___ SOURCE MATERIAL ___

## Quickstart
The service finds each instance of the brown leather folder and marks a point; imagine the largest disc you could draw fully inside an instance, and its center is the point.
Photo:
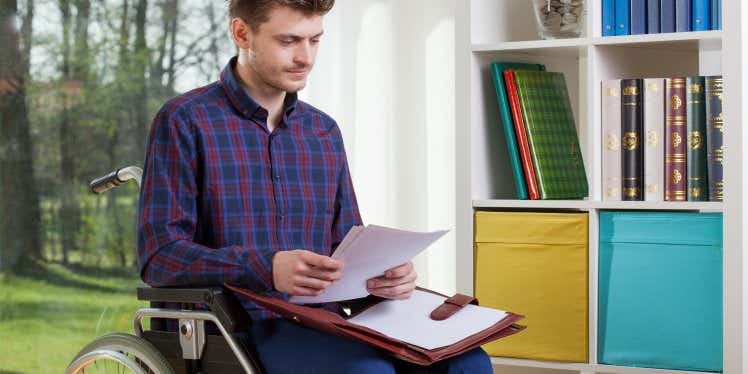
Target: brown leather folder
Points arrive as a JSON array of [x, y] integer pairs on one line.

___

_PROBLEM TO SOLVE_.
Only one stretch of the data is wanted: write out exactly the lines from the one holding "The service finds" through the one holding "Target: brown leather folder", both included, without the pictures.

_SOLUTION FOR THIS TASK_.
The service finds each instance of the brown leather folder and marks a point; imagine the largest disc you could draw fully inside an instance, and its center is the point.
Photo:
Target: brown leather folder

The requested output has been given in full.